> TEXT SHOWN
○ ○ ○ ○

At the very least, most Hollywood movies are made by white men, meaning we’re entering a difficult phase where those same white men try to decide what non-white men might want to see. There will be growing pains.

Incidentally, this interview was to promote Legend, the movie where Tom Hardy plays twin British gangsters Ronnie and Reggie Kray, which I will definitely be seeing this week at TIFF (just try and stop me, you bastards). Browning plays Reggie Kray’s wife, Franie, in the film. And she’s already earned at least one negative review, from the real-life Franie’s niece, Frances.

“I could feel my daughter sitting next to me throughout that film and I could feel her sobs. [Franie] provided the narration throughout the film sounding common as muck and looking like a little two-bit trollope. [TheIndependent]

Oh well, everyone’s a critic.

○ ○ ○ ○

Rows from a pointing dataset
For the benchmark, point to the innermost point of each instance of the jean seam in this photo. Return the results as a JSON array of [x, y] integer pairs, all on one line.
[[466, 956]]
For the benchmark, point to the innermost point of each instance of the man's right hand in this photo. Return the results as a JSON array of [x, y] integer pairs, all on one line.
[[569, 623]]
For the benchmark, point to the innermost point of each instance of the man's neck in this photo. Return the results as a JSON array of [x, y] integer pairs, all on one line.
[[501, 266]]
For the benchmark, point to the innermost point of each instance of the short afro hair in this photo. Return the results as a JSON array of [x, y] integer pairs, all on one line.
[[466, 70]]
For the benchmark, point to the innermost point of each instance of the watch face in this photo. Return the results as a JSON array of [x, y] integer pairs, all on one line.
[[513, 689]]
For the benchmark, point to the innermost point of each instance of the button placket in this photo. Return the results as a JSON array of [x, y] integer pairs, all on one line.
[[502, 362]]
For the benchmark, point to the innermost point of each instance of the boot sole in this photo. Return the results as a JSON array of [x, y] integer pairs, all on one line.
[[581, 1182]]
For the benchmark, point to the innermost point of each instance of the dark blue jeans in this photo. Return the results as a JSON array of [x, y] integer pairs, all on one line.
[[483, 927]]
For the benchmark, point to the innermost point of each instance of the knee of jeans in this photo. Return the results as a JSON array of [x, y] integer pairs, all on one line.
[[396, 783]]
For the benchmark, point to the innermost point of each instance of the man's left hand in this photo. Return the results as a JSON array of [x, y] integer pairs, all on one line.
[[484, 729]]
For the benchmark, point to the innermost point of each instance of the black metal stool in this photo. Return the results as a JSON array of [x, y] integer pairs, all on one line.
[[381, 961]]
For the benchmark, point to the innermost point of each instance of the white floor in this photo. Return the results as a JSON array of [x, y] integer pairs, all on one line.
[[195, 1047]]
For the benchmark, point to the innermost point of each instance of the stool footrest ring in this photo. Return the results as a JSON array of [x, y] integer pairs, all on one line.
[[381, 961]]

○ ○ ○ ○

> REQUIRED ACTIONS
1. In the text about the movie Legend, which character does Browning play?
2. Pick up the text about the movie Legend after its last sentence and keep writing.

> RESPONSES PER TASK
1. Reggie Kray's wife, Franie.

2.
I’m not sure what’s most charmingly British about this, the fact that a newspaper went to the dead woman’s niece for comment, the fact that they’re both named “Frances,” or that her scathing critique included the phrases “two-bit trollope” and “common as muck.”

The woman says she’s quit her job from the anxiety and stress of the film, so try not to think about that while you’re watching Tom Hardy play his own twin.

Oh man, I can’t wait. As a white male, Tom Hardy playing his own psychotic twin is exactly what I want to watch.